▶ Directive
Give each line of the items below as a Markdown table with two columns, Row and Text. Number the rows, leave out blank lines, and keep the pictures out of the answer.

▶ Collected data
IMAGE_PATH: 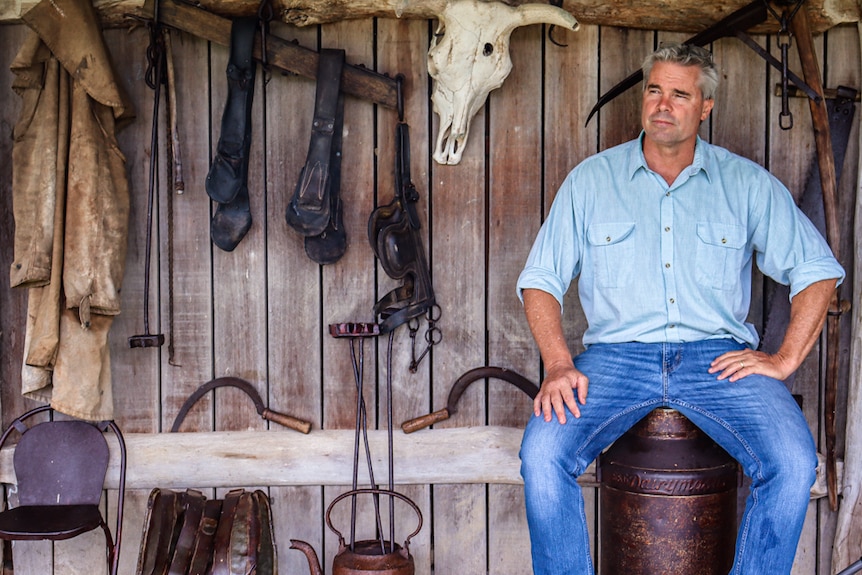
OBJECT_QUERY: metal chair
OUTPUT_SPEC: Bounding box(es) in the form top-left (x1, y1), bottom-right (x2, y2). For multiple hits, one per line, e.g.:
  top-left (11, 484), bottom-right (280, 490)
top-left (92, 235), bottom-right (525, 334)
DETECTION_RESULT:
top-left (0, 405), bottom-right (126, 575)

▶ Answer to the exercise
| Row | Text |
|---|---|
| 1 | IMAGE_PATH:  |
| 2 | OBJECT_QUERY: metal chair |
| 3 | OUTPUT_SPEC: Bounding box(es) in the form top-left (x1, y1), bottom-right (x2, y2). For multiple hits, one per line, e.g.: |
| 4 |   top-left (11, 484), bottom-right (280, 490) |
| 5 | top-left (92, 235), bottom-right (525, 334) |
| 6 | DETECTION_RESULT: |
| 7 | top-left (0, 405), bottom-right (126, 575) |